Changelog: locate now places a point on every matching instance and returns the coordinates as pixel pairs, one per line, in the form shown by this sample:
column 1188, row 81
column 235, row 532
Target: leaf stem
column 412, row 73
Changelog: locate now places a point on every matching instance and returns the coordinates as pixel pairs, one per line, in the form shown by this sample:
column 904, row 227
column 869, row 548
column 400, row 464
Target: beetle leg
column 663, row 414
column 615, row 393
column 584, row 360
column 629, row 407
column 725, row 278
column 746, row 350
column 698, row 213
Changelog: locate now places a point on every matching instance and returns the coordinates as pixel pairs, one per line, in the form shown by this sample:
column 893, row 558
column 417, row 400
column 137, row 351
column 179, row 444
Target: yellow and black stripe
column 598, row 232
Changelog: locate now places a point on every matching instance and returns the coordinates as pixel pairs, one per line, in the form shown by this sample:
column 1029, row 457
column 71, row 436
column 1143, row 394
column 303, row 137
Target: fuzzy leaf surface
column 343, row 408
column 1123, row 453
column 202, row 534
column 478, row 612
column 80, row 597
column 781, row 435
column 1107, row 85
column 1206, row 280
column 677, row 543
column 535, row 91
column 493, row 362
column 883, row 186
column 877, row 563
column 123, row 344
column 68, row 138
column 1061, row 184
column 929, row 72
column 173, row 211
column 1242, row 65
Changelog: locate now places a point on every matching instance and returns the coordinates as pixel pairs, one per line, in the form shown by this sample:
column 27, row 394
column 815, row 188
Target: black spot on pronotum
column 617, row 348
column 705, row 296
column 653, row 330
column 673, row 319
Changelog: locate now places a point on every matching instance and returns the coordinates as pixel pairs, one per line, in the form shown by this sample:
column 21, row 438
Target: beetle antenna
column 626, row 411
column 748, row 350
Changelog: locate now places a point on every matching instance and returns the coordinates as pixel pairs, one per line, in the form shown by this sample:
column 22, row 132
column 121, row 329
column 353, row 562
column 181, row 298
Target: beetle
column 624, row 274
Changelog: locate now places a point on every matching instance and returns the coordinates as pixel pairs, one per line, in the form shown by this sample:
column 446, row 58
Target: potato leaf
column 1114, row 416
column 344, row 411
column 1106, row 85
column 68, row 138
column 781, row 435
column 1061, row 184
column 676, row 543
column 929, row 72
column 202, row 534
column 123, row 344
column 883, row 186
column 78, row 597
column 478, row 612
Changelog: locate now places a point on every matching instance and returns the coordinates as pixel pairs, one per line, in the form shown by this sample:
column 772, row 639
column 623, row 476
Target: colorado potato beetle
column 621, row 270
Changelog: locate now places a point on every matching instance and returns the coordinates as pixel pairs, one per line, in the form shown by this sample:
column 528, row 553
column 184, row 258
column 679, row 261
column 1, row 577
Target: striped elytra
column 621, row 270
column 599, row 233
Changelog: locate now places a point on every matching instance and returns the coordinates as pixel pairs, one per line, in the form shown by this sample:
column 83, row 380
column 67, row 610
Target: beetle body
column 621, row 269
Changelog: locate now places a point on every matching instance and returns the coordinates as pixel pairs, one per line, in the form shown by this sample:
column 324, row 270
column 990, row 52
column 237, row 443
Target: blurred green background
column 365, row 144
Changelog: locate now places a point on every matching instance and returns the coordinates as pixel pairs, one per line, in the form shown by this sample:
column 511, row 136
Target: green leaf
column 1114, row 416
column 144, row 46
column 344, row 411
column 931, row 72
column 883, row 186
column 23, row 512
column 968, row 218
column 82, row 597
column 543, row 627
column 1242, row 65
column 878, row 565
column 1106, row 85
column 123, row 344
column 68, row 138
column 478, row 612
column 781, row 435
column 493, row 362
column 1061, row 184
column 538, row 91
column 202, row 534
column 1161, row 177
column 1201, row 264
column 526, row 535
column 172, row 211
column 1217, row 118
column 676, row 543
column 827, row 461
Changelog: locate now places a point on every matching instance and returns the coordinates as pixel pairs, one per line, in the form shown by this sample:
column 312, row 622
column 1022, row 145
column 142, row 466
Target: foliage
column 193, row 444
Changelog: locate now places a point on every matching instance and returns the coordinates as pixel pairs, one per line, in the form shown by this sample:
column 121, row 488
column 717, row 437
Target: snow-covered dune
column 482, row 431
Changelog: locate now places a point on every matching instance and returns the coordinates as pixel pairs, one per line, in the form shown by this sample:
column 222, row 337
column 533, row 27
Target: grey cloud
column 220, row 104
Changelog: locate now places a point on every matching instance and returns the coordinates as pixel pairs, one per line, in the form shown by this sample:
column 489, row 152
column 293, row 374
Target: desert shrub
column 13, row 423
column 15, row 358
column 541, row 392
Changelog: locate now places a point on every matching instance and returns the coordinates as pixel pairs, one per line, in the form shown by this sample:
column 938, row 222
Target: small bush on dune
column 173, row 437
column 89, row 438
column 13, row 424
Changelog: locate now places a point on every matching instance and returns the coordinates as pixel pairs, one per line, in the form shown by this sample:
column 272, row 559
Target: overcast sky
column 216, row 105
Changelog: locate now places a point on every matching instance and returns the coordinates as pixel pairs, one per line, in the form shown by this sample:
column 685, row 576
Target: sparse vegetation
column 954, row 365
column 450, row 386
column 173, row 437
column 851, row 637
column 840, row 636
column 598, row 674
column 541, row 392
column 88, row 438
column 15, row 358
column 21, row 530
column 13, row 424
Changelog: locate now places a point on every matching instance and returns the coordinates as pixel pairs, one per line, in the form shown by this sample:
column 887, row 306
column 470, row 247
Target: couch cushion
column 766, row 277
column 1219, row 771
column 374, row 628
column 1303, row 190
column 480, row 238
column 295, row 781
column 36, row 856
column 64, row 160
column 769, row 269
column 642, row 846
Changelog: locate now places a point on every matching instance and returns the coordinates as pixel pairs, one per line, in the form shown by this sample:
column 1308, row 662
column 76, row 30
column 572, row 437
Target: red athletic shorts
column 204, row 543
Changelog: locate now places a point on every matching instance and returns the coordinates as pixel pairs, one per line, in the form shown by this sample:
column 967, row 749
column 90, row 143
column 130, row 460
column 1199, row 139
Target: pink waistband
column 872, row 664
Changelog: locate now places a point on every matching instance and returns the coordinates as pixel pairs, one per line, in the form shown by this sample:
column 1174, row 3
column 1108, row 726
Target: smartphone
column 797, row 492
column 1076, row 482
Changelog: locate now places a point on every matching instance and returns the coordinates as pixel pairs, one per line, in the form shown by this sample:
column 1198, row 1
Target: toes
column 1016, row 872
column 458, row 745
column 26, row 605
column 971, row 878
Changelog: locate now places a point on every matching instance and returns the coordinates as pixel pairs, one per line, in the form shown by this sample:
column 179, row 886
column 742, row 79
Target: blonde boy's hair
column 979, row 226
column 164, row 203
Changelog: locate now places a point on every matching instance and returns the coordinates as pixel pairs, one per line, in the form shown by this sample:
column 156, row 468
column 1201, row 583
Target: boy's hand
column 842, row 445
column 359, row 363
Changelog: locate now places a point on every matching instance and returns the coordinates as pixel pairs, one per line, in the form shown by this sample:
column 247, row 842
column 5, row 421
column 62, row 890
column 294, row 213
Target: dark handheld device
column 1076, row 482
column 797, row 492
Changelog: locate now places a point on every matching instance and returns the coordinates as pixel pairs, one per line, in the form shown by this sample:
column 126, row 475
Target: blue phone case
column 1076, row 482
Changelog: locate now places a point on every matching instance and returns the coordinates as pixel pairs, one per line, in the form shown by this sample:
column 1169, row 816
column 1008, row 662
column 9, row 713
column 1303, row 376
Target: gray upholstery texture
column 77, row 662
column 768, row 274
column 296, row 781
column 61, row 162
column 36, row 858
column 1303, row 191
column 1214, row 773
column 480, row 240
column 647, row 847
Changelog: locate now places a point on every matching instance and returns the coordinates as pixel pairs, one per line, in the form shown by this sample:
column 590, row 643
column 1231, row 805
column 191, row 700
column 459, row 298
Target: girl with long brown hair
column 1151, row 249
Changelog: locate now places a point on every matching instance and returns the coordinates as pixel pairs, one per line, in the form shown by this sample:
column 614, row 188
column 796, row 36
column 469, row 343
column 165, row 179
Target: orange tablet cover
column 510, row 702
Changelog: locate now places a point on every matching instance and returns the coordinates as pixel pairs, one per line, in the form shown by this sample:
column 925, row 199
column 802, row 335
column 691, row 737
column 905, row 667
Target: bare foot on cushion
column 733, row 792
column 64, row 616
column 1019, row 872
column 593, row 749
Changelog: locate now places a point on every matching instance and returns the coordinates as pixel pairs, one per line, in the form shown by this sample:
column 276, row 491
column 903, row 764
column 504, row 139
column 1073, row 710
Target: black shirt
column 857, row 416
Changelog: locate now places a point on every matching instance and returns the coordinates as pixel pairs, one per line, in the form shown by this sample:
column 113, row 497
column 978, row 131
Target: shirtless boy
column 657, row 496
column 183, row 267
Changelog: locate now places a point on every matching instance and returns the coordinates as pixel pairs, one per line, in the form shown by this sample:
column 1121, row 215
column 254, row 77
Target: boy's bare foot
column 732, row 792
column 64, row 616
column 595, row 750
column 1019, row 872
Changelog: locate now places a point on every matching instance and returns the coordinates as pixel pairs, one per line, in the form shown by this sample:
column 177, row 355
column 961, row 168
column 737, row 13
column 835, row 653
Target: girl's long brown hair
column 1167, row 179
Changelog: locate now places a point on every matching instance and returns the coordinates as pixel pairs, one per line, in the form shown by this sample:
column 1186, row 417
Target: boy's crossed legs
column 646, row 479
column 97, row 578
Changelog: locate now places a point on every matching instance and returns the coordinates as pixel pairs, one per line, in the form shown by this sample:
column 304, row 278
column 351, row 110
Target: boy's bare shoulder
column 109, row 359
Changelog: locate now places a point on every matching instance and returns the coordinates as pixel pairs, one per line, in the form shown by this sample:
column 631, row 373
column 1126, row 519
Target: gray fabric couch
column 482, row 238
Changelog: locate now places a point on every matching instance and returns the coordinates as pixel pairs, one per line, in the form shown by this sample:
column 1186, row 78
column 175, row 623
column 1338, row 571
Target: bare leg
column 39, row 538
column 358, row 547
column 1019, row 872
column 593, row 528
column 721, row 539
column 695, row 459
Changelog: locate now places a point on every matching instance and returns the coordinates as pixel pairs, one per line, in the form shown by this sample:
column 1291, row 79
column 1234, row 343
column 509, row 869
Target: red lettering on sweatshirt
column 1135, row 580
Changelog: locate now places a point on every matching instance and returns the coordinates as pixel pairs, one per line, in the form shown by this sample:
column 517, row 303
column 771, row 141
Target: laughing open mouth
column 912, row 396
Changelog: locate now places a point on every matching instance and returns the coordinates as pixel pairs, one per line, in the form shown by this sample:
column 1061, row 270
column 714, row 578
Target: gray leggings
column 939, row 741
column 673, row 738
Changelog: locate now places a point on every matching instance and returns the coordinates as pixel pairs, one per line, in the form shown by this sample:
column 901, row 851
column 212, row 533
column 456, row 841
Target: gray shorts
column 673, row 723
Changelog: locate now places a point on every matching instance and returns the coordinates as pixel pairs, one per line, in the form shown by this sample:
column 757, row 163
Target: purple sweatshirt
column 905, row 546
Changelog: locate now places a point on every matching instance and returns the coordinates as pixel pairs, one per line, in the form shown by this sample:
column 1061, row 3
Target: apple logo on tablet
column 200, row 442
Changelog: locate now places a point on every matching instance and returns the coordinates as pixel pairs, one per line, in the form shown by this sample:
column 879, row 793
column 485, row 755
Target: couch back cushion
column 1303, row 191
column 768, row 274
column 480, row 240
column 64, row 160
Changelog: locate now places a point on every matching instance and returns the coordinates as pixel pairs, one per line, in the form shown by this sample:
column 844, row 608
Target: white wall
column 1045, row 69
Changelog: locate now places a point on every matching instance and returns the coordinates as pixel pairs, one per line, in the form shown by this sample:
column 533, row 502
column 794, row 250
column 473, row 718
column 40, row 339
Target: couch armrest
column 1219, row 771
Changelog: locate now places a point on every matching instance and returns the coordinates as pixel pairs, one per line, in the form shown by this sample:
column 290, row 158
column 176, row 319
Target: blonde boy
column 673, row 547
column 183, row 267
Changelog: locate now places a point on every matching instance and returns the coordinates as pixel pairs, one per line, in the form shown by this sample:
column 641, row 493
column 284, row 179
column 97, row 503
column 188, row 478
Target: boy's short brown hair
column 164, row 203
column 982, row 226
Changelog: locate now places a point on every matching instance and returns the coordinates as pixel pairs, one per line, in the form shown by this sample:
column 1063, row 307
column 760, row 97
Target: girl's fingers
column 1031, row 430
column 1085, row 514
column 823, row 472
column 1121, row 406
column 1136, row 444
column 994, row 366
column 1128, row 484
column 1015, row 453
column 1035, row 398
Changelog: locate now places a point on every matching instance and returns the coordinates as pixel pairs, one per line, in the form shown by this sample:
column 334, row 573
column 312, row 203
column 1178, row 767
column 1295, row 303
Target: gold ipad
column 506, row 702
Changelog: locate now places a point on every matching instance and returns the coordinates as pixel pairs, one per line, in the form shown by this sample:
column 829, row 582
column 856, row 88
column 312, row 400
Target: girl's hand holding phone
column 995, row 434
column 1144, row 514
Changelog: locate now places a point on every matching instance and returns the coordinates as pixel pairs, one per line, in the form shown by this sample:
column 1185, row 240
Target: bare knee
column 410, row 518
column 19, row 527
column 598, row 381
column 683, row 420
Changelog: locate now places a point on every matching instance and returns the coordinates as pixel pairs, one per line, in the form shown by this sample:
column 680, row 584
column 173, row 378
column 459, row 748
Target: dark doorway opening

■ **DESCRIPTION OF THE TASK**
Which rows above contain the string "brown"? Pick out each of them and copy it in full.

■ **SOLUTION TO THE PROBLEM**
Target: girl with long brown hair
Target: girl's long brown hair
Target: boy's short brown hair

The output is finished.